Passage shown:
┄┄┄┄┄┄

Lets examine how things looks using the same residuals:
lm.data <- data.frame(Summer_mn = res.wm1.dir$graph$.__enclos_env__$private$data$Summer_mn,
SLOPE =res.wm1.dir$graph$.__enclos_env__$private$data$SLOPE,
netID =as.factor(res.wm1.dir$graph$.__enclos_env__$private$data$netID))
lm.model <- lm(Summer_mn ~ SLOPE +netID, data = lm.data )
res.wm1.dir$graph$.__enclos_env__$private$data$residuals = lm.model$residuals
res.wm1.dir2$graph$.__enclos_env__$private$data$residuals = lm.model$residuals
res.wm1.dir.res <- graph_lme(residuals ~ -1,
graph = res.wm1.dir$graph, model = 'wmd1')
res.wm1.dir2.res <- graph_lme(residuals ~ -1,
graph = res.wm1.dir2$graph, model = 'wmd1')
cross.wm1.dir.res <-posterior_crossvalidation(res.wm1.dir.res)
cross.wm1.dir2.res <-posterior_crossvalidation(res.wm1.dir2.res)
cross.scores <- rbind(cross.wm1.dir.res$scores,cross.wm1.dir2.res$scores)
print(cross.scores)

┄┄┄┄┄┄

Data lines:
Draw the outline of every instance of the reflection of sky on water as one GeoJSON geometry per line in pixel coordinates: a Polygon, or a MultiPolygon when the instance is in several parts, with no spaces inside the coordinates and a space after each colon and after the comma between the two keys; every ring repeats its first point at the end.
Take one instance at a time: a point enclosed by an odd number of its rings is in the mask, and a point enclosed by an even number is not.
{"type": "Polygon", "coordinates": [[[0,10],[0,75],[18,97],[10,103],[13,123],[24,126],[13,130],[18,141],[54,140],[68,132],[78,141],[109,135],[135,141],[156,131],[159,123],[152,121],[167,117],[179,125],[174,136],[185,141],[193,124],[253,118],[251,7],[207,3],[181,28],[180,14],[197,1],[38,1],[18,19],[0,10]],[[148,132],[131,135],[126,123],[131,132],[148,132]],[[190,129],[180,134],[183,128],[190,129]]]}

┄┄┄┄┄┄

Aim 1:
In the residuals code, rewrite the block starting "lm.data <- data.frame(" as a short numbered list of the steps it carries out.
Aim 2:
Retype everything in the residuals code from "Lets examine how" down to "data = lm.data )", with no changes.
Aim 3:
Continue the residuals code from where it stops.
The data above has nothing to do with the residuals code.

Output 1:
1. Build a data frame with Summer_mn, SLOPE and netID (as a factor) taken from the data in res.wm1.dir's graph.
2. Fit a linear model of Summer_mn on SLOPE and netID.
3. Store the model's residuals in the graph data of both res.wm1.dir and res.wm1.dir2.
4. Fit a graph_lme model with no intercept and model 'wmd1' to the residuals on each of the two graphs.
5. Run posterior_crossvalidation on both new fits.
6. Combine the two sets of scores with rbind and print them.

Output 2:
Lets examine how things looks using the same residuals:
lm.data <- data.frame(Summer_mn = res.wm1.dir$graph$.__enclos_env__$private$data$Summer_mn,
SLOPE =res.wm1.dir$graph$.__enclos_env__$private$data$SLOPE,
netID =as.factor(res.wm1.dir$graph$.__enclos_env__$private$data$netID))
lm.model <- lm(Summer_mn ~ SLOPE +netID, data = lm.data )

Output 3:
## # A tibble: 2 × 5
## logscore crps scrps mae rmse
## <dbl> <dbl> <dbl> <dbl> <dbl>
## 1 0.361 0.210 0.525 0.289 0.398
## 2 0.525 0.233 0.612 0.328 0.414
df_pred <- data.frame(edge_number = graph$mesh$PtE[,1],
distance_on_edge = graph$mesh$PtE[,2])
pred_alpha1.dir1.res <- augment(res.wm1.dir.res , newdata = df_pred,
normalized = TRUE)
pred_alpha1.dir2.res <- augment(res.wm1.dir2.res , newdata = df_pred,
normalized = TRUE)
pred_alpha1.dir1.res$.dresid <-- pred_alpha1.dir1.res$.fitted -pred_alpha1.dir2.res$.fitted
pred_alpha1.dir1.res %>% graph$plot(data = ".dresid", vertex_size = 0,
type = "mapview")
## Warning: Found less unique colors (100) than unique zcol values (2529)!
## Interpolating color vector to match number of zcol values.